Poursuivez, s'il vous plaît, le texte sur le réaménagement des fronts de mer méditerranéens, en reprenant juste après sa dernière phrase.

▶ Extrait du texte
▼

Marqué par des ruptures urbaines, démarquant fortement la ville
et le port, le projet urbain va chercher à réduire très
fortement ces barrières permettant une nouvelle relation entre la ville
et son port.
Dans les faits le projet urbain va détourner le
faisceau de voies ferrées qui conduisait de Barcelone à la
frontière française et coupait la cité catalane de son
littoral. Le projet va aussi restructurer complètement le port Vell
afin de le rendre accessible, et repenser, en terme de circulation, le
fonctionnement des artères historique de la ville.
Ce réaménagement de l'espace public se traduit
généralement par une volonté des villes de « nettoyer
» leur front de mer en pacifiant l'espace public. Remplaçant les
ruptures et les coupures qu'induisaient les infrastructures de transport et les
activités industrielles liées au port, les nouveaux espaces
publics proposent une interface composée d'espaces verts, d'espaces de
promenades. Jouant un rôle direct dans la promotion du nouveau quartier
ces espaces sont néanmoins de plus en plus similaires et ne
présentent que peu d'originalité.
« Au nom du respect de l'environnement et de la
qualité de vie urbaine, les transformations urbaines s'accompagnent d'un
triple mouvement d'aplanissement, d'esthétisation et d'aseptisation des
espaces publics. » 12
Reproduisant très souvent le même modèle
et traduisant une volonté de se raccrocher à la modernité
et aux manières de faire l'urbanisme dans les villes
Nord-Européennes, la création d'espaces publics dans les villes
méditerranéennes ne fait preuve d'aucune originalité et
traduit une volonté de « faire propre ». Élément
nécessaire de la promotion touristique et de la requaliÞcation
urbaine basée sur le tourisme, les villes méditerranéennes
pourraient néanmoins mettre en avant un autre type d'espaces publics, ce
qui conférerait une véritable identité aux projets
urbains.

▲

▶ Annotations de position
▼

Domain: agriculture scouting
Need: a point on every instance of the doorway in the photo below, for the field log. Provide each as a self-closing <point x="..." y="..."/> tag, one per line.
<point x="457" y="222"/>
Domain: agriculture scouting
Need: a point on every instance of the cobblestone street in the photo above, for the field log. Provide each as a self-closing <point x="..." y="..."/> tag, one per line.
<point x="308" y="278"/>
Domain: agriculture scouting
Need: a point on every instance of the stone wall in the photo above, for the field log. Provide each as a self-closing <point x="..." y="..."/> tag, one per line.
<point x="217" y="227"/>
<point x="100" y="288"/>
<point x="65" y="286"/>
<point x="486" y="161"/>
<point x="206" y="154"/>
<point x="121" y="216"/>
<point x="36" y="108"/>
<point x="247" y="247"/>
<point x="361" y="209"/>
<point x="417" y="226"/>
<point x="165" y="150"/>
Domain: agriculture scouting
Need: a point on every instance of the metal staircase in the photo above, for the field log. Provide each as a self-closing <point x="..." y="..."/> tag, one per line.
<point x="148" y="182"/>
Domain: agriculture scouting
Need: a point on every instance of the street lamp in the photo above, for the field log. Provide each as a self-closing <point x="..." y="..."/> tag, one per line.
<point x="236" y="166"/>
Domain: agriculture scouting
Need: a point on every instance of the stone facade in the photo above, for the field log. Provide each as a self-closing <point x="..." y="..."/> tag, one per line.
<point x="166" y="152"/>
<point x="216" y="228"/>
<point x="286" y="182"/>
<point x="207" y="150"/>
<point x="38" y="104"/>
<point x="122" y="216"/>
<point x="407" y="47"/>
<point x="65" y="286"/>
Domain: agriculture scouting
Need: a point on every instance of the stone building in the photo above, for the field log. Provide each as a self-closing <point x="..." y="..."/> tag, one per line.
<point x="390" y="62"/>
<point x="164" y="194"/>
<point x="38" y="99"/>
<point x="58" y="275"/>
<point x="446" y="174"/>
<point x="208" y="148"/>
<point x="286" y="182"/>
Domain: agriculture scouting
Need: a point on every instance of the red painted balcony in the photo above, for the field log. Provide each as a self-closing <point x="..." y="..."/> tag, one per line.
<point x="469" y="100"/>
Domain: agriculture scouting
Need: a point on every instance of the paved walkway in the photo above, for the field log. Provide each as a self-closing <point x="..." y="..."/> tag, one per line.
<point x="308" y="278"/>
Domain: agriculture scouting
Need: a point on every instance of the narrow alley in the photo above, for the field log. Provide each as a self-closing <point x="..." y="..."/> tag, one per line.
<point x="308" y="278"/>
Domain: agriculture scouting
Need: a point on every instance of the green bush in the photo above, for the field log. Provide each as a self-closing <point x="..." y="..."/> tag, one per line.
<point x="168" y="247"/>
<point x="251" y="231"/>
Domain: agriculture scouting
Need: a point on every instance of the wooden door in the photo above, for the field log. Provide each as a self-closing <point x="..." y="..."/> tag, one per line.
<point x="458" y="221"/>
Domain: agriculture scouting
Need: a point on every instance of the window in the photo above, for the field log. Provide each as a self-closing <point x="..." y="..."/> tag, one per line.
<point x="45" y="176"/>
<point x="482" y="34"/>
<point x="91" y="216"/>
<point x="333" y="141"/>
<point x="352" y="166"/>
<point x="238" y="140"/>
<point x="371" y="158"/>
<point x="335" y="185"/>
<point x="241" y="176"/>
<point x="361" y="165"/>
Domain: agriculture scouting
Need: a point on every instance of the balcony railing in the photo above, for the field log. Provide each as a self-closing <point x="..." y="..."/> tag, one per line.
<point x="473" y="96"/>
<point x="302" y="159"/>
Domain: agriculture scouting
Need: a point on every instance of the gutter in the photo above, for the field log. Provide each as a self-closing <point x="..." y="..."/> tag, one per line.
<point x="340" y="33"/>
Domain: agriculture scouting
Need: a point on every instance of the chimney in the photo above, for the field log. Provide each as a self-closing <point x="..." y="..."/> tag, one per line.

▲

▶ Réponse finale
Nous avons pu voir tout au long de cette partie, dans quelle
mesure les projets urbains des villes méditerranéennes se
ressemblent et comportent des points communs. Que cela soit pour la
programmation ou pour la création d'espaces publics, ces
différents projets sont en effet fortement corrélés.
12 R. Thomas, L'aseptisation des ambiances piétonnes
au XXI° siècle, p. 13.
26
C. Des stratégies de rayonnement et
d'attractivité
Une autre similitude des projets urbains
méditerranéens est sans doute le but qu'ils poursuivent et les
moyens par lesquels ils y parviennent. Cherchant à répondre
à des stratégies d'attractivité et de rayonnement
territorial, nous verrons dans un premier temps comment les projets de
Waterfront s'appuient pour la plupart sur des événements
déclencheurs. Puis nous verrons ensuite les autres moyens mis en place
pour répondre à ces stratégies et nous verrons quelles
sont leurs dérives.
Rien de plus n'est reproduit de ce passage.